** Problems and tasks **
a) In the book review, how many chapters does the book have?
b) From the listing, copy the lines verbatim, starting at the line that contains "UI grounding query — identify the teddy bear nose" and ending at the line that contains "[236,263,325,316]", with both of those lines included.

# start of Document segment

BOOK: “Captivate” by Vanessa Van Edwards

Captivate: The Science of Succeeding with PeopleCaptivate: The Science of Succeeding with People by Vanessa Van Edwards
My rating: 4 of 5 stars

Publisher Site – Penguin

Van Edwards draws on a variety of popular social science research (others’ as well as her own) to build a soup-to-nuts guide to being more personable. The fourteen chapters of the book are organized into three parts that begin with how to spark a relationship, then how to deepen the relationship through better understanding of the other person, and finally how to sustain the relationship through behaviors that help make one more likeable. Overall, I found the book to be useful and informative, and felt it was successful as a mile-high overview of the subject.

# end of Document segment
# start of Data to use

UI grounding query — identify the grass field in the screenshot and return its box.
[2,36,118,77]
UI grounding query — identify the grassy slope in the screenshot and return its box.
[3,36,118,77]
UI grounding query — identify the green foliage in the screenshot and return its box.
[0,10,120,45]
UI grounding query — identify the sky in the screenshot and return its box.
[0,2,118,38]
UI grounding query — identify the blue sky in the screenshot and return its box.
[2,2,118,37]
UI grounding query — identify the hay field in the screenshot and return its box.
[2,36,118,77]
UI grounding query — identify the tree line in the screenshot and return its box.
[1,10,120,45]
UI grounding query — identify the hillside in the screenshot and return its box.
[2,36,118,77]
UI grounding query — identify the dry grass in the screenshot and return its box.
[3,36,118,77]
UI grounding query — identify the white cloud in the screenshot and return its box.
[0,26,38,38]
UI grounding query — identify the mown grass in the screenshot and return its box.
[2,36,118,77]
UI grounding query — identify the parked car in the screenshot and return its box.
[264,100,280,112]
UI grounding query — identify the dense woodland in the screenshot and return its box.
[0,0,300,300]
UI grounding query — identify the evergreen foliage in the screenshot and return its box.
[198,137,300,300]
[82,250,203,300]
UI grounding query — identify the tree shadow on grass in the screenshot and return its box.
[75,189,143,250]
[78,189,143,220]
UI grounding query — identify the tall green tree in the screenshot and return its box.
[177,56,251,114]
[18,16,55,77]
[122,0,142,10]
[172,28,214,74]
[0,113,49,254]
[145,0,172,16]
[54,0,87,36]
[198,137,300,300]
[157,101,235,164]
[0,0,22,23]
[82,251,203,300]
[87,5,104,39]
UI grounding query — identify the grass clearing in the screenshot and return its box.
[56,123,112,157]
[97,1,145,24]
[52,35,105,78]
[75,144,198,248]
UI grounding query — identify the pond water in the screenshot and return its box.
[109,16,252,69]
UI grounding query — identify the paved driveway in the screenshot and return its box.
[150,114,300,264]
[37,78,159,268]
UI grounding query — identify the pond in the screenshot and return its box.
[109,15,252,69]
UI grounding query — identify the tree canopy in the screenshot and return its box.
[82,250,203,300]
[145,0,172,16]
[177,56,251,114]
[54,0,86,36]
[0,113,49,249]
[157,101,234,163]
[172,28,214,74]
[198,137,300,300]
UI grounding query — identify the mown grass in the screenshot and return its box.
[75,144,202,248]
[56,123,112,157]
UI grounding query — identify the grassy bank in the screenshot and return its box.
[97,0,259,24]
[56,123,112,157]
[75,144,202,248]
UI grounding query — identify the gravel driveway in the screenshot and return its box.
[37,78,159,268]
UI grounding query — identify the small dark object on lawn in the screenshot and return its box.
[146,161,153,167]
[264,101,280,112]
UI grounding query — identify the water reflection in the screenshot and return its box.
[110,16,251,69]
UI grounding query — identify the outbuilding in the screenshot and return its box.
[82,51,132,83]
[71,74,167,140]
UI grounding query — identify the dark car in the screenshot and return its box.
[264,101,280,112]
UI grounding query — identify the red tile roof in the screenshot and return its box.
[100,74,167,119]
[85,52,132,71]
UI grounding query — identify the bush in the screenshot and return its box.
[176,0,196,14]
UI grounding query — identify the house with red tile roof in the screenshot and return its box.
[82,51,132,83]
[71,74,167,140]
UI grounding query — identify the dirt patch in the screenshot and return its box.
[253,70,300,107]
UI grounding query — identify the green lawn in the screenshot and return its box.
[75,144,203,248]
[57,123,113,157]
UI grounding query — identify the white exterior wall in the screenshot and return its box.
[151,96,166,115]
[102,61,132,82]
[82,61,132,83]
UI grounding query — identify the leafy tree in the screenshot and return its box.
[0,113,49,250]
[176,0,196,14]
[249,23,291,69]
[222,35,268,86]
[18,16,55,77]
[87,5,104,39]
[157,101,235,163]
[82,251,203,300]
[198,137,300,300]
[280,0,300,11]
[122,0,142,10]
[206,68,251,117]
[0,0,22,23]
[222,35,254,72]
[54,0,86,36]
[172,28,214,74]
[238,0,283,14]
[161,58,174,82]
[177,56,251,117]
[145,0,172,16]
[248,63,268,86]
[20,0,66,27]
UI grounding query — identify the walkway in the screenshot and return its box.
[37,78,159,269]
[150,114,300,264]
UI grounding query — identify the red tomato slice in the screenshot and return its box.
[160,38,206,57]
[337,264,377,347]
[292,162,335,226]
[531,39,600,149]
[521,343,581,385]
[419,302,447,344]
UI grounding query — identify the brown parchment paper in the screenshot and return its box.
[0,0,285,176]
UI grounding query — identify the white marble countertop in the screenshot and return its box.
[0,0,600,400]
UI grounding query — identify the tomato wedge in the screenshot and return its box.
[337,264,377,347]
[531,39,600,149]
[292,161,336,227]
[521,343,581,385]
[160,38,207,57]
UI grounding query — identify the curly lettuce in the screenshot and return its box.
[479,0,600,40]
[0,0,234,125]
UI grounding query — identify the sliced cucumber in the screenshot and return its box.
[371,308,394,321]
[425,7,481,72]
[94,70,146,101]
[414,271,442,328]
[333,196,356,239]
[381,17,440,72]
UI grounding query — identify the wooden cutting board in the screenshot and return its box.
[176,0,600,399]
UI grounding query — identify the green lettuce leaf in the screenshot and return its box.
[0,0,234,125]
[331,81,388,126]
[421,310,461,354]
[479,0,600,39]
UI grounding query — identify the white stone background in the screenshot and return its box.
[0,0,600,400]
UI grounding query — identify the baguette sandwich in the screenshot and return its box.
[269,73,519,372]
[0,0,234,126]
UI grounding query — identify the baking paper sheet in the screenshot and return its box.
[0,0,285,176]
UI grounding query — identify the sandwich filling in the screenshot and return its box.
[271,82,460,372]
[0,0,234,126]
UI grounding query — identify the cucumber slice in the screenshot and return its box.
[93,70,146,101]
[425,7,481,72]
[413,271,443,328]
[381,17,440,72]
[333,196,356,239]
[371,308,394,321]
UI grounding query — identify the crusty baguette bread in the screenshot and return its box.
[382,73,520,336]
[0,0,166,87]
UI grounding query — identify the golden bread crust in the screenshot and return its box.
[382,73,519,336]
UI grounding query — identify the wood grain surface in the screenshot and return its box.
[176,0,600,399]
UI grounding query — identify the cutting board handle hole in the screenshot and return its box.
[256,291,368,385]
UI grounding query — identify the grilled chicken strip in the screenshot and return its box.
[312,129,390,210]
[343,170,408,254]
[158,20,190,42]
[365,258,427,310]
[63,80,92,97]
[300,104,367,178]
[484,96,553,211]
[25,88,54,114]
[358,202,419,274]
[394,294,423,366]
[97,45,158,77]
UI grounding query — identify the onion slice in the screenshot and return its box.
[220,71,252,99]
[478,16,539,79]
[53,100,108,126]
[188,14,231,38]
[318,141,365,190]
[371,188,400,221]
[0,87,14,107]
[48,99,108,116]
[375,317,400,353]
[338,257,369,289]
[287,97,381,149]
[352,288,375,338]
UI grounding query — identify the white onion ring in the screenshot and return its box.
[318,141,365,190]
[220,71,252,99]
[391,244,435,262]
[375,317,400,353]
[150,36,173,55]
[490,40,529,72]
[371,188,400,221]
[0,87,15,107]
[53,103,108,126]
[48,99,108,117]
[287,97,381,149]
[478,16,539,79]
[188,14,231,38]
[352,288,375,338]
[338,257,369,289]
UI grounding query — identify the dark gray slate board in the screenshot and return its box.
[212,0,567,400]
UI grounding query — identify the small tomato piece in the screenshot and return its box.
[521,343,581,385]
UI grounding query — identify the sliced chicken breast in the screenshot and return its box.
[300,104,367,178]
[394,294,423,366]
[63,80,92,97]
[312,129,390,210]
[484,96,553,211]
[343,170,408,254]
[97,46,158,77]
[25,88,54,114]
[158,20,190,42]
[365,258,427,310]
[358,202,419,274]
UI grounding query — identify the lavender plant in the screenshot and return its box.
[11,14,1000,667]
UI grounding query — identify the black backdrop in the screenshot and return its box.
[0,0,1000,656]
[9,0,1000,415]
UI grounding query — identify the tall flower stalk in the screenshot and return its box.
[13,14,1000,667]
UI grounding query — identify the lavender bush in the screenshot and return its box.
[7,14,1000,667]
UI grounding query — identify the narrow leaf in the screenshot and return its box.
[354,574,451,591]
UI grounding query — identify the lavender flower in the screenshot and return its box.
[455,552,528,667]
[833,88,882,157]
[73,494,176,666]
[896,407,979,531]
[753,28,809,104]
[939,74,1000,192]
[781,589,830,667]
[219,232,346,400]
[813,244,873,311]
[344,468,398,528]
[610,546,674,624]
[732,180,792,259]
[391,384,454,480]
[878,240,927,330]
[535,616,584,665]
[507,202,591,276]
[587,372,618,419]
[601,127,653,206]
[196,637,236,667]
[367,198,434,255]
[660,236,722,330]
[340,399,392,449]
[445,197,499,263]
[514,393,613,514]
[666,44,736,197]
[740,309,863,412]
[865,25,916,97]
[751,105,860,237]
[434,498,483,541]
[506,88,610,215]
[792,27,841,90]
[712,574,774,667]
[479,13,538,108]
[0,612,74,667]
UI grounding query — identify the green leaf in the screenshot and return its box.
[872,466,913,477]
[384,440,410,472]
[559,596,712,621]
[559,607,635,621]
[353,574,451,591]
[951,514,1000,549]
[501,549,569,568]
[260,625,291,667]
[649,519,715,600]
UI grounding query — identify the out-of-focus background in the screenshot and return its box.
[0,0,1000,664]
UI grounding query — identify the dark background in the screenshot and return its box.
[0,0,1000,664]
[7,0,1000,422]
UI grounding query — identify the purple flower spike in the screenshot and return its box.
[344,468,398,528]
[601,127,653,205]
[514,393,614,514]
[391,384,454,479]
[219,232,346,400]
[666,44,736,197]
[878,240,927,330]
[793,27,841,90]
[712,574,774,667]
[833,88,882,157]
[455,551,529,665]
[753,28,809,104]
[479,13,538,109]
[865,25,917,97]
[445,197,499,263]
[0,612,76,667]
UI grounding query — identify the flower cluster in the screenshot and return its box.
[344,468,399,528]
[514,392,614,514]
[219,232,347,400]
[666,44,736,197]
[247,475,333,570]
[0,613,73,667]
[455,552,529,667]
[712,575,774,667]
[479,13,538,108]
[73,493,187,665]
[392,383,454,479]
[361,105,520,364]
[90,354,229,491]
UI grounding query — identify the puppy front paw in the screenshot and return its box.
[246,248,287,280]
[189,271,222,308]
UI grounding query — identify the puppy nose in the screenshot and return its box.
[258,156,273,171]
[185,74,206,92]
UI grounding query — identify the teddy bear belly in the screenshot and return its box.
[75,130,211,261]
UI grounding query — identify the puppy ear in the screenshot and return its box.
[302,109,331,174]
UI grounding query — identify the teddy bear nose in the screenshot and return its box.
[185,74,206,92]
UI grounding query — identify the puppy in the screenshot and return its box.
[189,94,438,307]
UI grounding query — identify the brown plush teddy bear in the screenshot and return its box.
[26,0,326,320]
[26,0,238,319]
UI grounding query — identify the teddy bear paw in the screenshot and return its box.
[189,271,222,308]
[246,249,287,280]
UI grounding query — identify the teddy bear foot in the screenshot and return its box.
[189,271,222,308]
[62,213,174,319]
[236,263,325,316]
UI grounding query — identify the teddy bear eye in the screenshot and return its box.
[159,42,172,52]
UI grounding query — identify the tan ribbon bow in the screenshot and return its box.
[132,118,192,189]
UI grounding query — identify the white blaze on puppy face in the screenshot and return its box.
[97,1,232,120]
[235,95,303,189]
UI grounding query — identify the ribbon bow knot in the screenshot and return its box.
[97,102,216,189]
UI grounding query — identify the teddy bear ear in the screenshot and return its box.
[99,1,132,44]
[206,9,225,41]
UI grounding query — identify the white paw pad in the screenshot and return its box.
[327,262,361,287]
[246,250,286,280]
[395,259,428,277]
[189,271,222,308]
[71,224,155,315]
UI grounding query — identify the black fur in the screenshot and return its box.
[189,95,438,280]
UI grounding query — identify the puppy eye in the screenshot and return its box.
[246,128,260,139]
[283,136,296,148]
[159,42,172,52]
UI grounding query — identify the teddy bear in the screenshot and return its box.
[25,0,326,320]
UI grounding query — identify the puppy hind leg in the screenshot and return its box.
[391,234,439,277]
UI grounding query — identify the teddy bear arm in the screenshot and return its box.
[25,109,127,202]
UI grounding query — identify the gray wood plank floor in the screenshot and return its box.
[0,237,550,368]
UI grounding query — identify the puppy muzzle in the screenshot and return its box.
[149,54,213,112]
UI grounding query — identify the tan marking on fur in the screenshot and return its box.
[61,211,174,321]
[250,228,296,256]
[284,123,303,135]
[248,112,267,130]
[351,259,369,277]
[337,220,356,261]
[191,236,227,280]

# end of Data to use

** Responses by task **
a) Fourteen.

b)
UI grounding query — identify the teddy bear nose in the screenshot and return its box.
[185,74,206,92]
UI grounding query — identify the puppy in the screenshot and return its box.
[189,94,438,307]
UI grounding query — identify the brown plush teddy bear in the screenshot and return its box.
[26,0,326,320]
[26,0,238,319]
UI grounding query — identify the teddy bear paw in the screenshot and return its box.
[189,271,222,308]
[246,249,287,280]
UI grounding query — identify the teddy bear foot in the screenshot and return its box.
[189,271,222,308]
[62,213,174,319]
[236,263,325,316]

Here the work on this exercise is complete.